SHORT EXERCISE
Convert the records below into a JSON list of strings, one string per line and no blank lines, starting at the line that contains "occurrences of cloudy" and ending at the last line of the records.
## start MATERIAL SHOWN
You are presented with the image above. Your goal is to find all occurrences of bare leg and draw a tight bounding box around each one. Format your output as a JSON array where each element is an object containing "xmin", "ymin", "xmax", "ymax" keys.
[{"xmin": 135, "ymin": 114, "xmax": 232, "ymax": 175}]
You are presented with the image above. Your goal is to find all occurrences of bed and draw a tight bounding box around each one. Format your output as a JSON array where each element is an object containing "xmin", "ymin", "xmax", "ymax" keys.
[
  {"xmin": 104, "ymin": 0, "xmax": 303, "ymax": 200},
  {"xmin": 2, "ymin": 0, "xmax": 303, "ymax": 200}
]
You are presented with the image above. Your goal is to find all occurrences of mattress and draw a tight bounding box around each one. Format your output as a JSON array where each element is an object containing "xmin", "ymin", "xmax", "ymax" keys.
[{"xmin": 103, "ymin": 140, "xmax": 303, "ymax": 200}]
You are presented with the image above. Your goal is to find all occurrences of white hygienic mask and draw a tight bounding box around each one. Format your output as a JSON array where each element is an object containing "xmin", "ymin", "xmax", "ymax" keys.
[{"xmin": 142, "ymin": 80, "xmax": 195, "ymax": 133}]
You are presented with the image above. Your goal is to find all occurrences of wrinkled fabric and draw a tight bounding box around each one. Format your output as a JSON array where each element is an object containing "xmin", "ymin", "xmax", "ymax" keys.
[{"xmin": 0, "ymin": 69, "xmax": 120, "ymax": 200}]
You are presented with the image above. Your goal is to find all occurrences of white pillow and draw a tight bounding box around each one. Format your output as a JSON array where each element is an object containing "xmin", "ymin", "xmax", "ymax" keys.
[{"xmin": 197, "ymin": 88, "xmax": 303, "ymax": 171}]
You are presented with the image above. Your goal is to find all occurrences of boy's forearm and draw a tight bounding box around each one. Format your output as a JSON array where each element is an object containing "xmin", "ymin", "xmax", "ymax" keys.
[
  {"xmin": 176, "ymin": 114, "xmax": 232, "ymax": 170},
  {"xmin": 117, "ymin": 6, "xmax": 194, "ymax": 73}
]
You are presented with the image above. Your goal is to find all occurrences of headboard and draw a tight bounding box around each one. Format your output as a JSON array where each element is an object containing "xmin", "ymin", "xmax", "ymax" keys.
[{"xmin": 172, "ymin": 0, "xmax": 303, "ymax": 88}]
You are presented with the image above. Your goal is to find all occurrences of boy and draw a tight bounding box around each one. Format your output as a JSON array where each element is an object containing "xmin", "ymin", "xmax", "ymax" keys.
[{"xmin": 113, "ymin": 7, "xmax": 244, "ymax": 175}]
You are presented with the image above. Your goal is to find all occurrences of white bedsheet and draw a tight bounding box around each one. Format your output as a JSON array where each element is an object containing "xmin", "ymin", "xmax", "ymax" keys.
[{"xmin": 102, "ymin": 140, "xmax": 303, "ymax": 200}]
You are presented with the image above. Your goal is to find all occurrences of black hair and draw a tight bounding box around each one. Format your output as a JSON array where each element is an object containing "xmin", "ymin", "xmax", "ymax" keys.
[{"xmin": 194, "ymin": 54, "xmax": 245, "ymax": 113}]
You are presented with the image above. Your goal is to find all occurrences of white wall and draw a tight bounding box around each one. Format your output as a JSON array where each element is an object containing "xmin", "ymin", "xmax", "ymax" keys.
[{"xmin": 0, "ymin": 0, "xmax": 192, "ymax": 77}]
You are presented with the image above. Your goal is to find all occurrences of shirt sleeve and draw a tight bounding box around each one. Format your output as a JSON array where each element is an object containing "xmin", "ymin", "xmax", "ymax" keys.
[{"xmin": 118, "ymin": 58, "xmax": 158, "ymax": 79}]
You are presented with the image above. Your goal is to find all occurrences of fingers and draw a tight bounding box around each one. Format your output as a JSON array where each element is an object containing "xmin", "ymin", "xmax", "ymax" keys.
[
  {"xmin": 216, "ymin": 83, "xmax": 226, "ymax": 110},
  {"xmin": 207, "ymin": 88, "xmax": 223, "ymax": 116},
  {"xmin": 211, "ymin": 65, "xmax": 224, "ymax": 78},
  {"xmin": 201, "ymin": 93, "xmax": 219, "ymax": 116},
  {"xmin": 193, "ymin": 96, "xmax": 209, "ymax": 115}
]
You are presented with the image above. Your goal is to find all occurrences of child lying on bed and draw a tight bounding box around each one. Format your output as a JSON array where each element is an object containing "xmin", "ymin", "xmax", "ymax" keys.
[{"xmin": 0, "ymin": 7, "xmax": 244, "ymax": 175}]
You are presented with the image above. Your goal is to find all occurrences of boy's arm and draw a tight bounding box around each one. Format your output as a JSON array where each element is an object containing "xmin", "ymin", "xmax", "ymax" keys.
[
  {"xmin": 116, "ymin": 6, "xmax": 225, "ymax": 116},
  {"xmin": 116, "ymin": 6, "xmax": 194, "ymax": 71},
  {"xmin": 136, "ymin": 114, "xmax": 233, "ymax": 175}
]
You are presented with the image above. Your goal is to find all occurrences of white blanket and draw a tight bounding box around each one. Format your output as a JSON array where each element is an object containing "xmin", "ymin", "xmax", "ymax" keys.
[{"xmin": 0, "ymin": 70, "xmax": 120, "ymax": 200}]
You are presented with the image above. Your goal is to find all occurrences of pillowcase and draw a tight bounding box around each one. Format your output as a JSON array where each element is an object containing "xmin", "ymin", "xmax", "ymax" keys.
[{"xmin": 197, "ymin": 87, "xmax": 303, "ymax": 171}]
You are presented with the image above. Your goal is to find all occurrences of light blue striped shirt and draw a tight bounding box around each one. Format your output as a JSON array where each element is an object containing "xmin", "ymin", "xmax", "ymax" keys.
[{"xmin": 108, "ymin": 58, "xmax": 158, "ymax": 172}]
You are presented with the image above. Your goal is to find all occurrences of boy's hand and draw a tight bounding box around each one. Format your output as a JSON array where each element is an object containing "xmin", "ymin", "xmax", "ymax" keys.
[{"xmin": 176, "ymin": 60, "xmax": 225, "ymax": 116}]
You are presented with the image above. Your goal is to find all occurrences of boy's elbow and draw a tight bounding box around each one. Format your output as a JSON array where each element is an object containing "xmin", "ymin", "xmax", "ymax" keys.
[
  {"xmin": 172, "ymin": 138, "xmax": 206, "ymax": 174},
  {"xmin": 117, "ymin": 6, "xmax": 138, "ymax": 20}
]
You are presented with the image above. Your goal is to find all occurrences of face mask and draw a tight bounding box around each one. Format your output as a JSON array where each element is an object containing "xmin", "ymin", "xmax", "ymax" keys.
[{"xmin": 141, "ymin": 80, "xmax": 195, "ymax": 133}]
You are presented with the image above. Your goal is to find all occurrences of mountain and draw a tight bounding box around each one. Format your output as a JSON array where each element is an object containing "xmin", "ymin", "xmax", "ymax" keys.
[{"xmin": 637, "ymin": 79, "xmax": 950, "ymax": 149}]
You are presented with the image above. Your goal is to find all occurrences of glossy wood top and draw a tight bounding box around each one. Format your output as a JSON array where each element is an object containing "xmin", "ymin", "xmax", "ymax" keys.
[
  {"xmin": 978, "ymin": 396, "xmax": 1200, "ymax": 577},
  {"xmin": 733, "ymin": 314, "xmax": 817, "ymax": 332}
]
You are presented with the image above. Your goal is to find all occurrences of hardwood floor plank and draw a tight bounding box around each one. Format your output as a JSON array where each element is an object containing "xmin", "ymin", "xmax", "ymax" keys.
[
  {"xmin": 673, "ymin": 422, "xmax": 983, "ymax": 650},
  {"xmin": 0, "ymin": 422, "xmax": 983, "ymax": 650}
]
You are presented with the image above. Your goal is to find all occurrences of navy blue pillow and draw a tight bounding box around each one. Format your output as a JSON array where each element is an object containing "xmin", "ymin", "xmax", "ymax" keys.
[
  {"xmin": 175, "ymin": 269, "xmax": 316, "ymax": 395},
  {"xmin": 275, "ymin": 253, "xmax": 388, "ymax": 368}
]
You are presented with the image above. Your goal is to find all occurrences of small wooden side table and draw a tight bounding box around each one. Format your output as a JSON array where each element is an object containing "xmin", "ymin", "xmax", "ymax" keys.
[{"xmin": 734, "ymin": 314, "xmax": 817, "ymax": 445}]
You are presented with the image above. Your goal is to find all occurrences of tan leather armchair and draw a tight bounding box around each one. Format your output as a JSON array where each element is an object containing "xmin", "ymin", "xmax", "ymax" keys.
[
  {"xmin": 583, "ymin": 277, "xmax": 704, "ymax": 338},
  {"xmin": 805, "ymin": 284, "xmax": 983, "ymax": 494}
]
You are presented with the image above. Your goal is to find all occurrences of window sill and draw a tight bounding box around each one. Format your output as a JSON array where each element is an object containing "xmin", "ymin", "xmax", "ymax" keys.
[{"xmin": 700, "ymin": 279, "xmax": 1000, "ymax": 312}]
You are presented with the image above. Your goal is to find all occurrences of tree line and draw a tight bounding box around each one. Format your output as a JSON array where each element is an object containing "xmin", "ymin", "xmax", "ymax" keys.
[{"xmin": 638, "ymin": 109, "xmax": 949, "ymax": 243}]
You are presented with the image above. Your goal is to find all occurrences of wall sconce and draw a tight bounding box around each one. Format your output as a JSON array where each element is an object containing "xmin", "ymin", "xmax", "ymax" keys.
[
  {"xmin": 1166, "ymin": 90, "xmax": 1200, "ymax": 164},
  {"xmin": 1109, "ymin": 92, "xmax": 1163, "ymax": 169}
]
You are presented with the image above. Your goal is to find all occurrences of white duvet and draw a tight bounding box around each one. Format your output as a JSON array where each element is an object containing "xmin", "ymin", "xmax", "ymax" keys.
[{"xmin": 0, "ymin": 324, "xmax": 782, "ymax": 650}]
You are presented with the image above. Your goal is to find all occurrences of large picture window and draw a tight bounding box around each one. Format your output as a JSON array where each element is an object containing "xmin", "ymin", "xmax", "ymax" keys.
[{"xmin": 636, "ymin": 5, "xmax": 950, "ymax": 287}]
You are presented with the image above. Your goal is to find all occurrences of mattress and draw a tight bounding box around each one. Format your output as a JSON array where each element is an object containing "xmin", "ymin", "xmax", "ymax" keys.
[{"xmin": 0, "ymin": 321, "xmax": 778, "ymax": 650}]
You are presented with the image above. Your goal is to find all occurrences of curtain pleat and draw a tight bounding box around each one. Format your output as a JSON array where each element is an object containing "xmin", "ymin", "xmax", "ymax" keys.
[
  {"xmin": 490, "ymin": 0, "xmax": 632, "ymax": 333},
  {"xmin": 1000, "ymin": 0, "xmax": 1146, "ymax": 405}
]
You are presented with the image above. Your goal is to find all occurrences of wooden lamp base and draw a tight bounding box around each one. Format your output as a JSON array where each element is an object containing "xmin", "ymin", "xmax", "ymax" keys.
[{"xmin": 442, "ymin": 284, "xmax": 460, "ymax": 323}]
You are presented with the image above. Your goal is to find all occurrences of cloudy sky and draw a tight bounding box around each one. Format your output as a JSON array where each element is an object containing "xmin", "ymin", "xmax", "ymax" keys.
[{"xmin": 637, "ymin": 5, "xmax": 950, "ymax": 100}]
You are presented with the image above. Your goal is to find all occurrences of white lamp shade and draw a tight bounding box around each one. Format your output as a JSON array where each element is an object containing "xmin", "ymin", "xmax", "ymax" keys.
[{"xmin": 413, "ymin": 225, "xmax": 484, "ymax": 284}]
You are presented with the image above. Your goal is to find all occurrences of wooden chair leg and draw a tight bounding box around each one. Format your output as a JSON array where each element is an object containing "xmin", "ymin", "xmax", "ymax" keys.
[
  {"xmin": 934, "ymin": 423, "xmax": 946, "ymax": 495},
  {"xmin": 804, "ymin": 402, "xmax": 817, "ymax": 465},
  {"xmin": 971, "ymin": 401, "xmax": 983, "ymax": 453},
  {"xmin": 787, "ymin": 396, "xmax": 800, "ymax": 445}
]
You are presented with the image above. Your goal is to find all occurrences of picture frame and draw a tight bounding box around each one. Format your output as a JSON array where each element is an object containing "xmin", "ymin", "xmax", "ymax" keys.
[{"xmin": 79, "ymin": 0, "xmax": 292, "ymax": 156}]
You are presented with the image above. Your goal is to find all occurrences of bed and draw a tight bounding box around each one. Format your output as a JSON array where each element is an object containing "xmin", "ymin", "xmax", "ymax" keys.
## end MATERIAL SHOWN
FINISHED EXERCISE
[
  "You are presented with the image above. Your goal is to find all occurrences of cloudy sky and draw a tight bounding box around each one. Format your output as a JSON array where each element is an object containing \"xmin\", \"ymin\", \"xmax\", \"ymax\" keys.",
  "[{\"xmin\": 637, \"ymin\": 5, \"xmax\": 950, \"ymax\": 100}]",
  "You are presented with the image above. Your goal is to find all occurrences of white lamp shade and draw a tight bounding box around each one. Format your output as a JSON array where each element is an object containing \"xmin\", \"ymin\", \"xmax\", \"ymax\" keys.",
  "[{\"xmin\": 413, \"ymin\": 225, \"xmax\": 484, \"ymax\": 284}]",
  "You are presented with the image above. Your goal is to find all occurrences of wooden chair leg and draw a tight bounding box around each one. Format your output as a JSON array where each element is an object containing \"xmin\", \"ymin\", \"xmax\", \"ymax\" keys.",
  "[",
  "  {\"xmin\": 934, \"ymin\": 423, \"xmax\": 946, \"ymax\": 495},",
  "  {\"xmin\": 804, \"ymin\": 402, \"xmax\": 817, \"ymax\": 465},",
  "  {\"xmin\": 971, \"ymin\": 401, \"xmax\": 983, \"ymax\": 453},",
  "  {\"xmin\": 787, \"ymin\": 396, \"xmax\": 800, \"ymax\": 445}",
  "]",
  "You are presented with the image above. Your goal is to find all occurrences of picture frame and draw a tight bounding box around each one. Format your output as a JSON array where each element is an object containing \"xmin\", \"ymin\", \"xmax\", \"ymax\" keys.",
  "[{\"xmin\": 79, \"ymin\": 0, \"xmax\": 292, \"ymax\": 156}]",
  "You are presented with the image above. Your goal is to find all occurrences of bed and draw a tight bounding box around each one. Format your output as a JSON array where each element is an object containing \"xmin\", \"ymin\", \"xmax\", \"ymax\" keys."
]